Start of EXTRACTED TEXT

EJC meets with CT Attorney General’s office to discuss legal complaint against University
The State will review the questions raised by the complaint, which alleges that the University’s fossil fuel investments violate state law.
Yale Daily News
The Yale Endowment Justice Coalition met with the Connecticut Attorney General’s office on Nov. 21 to discuss the EJC’s legal complaint against the University.
In February, the EJC filed a complaint against Yale for its continued investment in fossil fuels, alleging that these investments violate state law. The complaint, which has over 1,200 co-signatories, hinges on a provision of a 2009 Connecticut state law called the Uniform Prudent Management of Institutional Funds Act, which requires tax-exempt nonprofit entities, including universities, to invest with charitable interests in mind.
At the meeting, participants discussed the arguments brought forth in the complaint. According to an EJC press release, the conversation centered on the financial prudence of fossil fuel investments, the climate implications of the UPMIFA and the lack of transparency in the University’s decision-making processes. The complaint signatories also suggested legal pathways for enforcing the UPMIFA.
“This meeting provoked a startling feeling of uneasiness within me,” EJC organizer and meeting attendee Garrett Frye-Mason ’23 told the News. “It forced me to articulate in front of a legal entity that I struggle to understand what it means for me to graduate from an institution that touts a grand mission and justifies its non-profit status all the while existing within a system and legacy of staggering wealth hoarding, unethical investments, and austerity. What does it mean for me to attend what is functionally a hedge fund with a university attached?”
The EJC acted alongside divestment campaigns at Princeton University, Stanford University, Vanderbilt University and the Massachusetts Institute of Technology. Students from the schools, working collectively as the “Fossil Free 5,” filed complaints with their states’ attorney general in partnership with lawyers from the Climate Defense Project, an organization that aims to support climate activists with legal counsel. The UPMIFA has been passed in every state except Pennsylvania.
Representatives from Connecticut Attorney General William Tong’s office declined to comment on the meeting, writing in an email to the News that the office is “reviewing the questions raised in the [complaint].”
In addition to Frye-Mason, representing the complaint signatories were UPMIFA scholar and former SEC Commissioner Bevis Longstreth, Climate Defense Project attorneys Alex Marquardt and Ted Hamilton GRD ’22, global energy transition researcher Daniel Cohn, Ward 14 Alder Sarah Miller ’03, director and Climate Museum founder Miranda Massie GRD ’92, Yale Forward co-founder Scott Gigante GRD ’21, New Haven Rising leader Elias Estabrook ’16, architecture professor Keller Easterling and EJC organizers Molly Weiner ’25 and Josie Steuer Ingall ’24.
Members of Attorney General Tong’s executive staff and assistant attorney generals from the Charities Unit represented the Attorney General’s office. Tong himself did not appear at the meeting.

End of EXTRACTED TEXT
Start of RECORDS

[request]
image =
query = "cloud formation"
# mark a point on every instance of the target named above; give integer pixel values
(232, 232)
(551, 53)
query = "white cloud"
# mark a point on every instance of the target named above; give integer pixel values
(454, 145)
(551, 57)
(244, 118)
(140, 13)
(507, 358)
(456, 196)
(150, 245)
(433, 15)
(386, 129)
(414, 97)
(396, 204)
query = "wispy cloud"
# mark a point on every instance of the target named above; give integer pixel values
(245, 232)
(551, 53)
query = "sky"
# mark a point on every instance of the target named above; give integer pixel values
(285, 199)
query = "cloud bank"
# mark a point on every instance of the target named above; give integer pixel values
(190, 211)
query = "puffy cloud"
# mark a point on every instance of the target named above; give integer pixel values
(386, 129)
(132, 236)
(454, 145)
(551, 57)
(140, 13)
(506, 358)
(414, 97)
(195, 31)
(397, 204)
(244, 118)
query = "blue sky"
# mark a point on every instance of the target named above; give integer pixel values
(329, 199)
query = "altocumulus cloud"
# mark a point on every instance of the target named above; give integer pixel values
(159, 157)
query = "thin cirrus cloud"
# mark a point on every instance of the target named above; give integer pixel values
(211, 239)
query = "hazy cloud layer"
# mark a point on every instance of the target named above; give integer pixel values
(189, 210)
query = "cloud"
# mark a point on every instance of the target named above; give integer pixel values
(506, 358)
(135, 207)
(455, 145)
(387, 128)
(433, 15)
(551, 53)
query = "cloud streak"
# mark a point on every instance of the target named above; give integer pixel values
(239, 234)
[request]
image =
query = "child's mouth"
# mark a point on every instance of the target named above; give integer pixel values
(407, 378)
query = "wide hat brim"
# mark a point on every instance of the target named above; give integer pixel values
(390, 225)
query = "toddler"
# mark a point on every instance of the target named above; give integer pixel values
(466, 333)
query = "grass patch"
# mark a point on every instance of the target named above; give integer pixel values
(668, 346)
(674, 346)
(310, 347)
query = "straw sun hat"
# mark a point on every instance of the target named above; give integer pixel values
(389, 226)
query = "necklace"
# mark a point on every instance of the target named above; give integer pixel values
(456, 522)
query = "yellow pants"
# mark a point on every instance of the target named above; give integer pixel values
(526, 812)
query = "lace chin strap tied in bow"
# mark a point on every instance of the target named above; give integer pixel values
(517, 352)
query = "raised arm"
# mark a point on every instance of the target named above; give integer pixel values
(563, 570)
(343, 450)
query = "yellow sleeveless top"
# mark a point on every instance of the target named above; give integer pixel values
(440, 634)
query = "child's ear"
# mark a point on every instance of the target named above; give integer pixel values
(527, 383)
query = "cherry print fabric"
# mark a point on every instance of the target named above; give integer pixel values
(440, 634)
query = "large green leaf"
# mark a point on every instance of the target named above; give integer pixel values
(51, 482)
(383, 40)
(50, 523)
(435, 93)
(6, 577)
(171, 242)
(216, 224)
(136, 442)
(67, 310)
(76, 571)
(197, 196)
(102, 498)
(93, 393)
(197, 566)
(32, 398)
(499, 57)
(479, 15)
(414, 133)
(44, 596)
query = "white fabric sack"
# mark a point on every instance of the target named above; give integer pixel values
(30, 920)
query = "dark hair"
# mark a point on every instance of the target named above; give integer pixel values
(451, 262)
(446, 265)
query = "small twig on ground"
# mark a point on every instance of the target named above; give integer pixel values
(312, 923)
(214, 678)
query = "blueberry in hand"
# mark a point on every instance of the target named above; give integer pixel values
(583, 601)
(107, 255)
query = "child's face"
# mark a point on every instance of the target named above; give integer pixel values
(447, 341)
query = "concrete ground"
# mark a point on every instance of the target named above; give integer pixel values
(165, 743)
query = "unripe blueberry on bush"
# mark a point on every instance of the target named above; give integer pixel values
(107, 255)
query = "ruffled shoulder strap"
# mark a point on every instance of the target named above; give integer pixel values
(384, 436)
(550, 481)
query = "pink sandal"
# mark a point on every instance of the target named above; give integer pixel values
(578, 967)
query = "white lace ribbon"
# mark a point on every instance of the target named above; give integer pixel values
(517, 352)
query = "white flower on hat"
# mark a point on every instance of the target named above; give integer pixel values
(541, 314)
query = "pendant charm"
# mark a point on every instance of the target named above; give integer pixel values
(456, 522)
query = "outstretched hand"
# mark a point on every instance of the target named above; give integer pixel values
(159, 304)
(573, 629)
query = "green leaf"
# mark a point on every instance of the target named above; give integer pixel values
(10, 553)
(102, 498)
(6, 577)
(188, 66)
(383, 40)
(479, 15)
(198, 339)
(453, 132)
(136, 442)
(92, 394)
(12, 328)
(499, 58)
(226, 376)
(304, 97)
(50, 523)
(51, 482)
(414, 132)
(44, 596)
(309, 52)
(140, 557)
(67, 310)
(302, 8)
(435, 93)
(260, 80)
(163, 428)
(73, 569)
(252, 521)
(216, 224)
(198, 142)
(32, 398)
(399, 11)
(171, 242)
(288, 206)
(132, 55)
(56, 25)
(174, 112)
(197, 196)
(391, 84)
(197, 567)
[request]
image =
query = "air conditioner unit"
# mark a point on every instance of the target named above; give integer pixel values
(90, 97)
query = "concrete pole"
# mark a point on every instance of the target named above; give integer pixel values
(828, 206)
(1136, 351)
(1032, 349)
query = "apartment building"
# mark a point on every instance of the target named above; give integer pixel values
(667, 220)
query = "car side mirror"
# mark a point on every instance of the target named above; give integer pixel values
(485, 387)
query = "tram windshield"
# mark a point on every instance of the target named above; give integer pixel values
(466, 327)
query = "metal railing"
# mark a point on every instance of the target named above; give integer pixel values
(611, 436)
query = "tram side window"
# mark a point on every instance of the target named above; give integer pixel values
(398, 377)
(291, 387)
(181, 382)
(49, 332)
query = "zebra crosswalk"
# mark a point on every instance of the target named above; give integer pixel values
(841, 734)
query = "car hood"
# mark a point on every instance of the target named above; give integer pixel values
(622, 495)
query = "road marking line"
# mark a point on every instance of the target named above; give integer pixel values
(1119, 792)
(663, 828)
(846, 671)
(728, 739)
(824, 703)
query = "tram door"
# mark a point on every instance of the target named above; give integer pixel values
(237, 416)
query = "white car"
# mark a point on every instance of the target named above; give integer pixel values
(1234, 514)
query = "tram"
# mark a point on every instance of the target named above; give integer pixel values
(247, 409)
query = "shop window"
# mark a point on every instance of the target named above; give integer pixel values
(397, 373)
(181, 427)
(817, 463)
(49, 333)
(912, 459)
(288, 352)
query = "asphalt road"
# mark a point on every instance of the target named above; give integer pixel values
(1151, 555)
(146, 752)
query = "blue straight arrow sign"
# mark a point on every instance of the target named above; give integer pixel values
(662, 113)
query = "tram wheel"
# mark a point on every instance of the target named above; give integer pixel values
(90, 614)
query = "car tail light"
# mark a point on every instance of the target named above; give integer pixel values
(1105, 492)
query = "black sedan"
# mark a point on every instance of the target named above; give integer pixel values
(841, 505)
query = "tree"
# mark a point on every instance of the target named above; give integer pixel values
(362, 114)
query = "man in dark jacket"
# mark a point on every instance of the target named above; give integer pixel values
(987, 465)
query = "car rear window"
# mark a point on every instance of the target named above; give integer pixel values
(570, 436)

End of RECORDS

Revise the article about the EJC's legal complaint between "Yale Daily News" and "interests in mind.", inclusive, and write it out with "Nov. 21" changed to "November 21". The listing has no connection to the article about the EJC's legal complaint.

Yale Daily News
The Yale Endowment Justice Coalition met with the Connecticut Attorney General’s office on November 21 to discuss the EJC’s legal complaint against the University.
In February, the EJC filed a complaint against Yale for its continued investment in fossil fuels, alleging that these investments violate state law. The complaint, which has over 1,200 co-signatories, hinges on a provision of a 2009 Connecticut state law called the Uniform Prudent Management of Institutional Funds Act, which requires tax-exempt nonprofit entities, including universities, to invest with charitable interests in mind.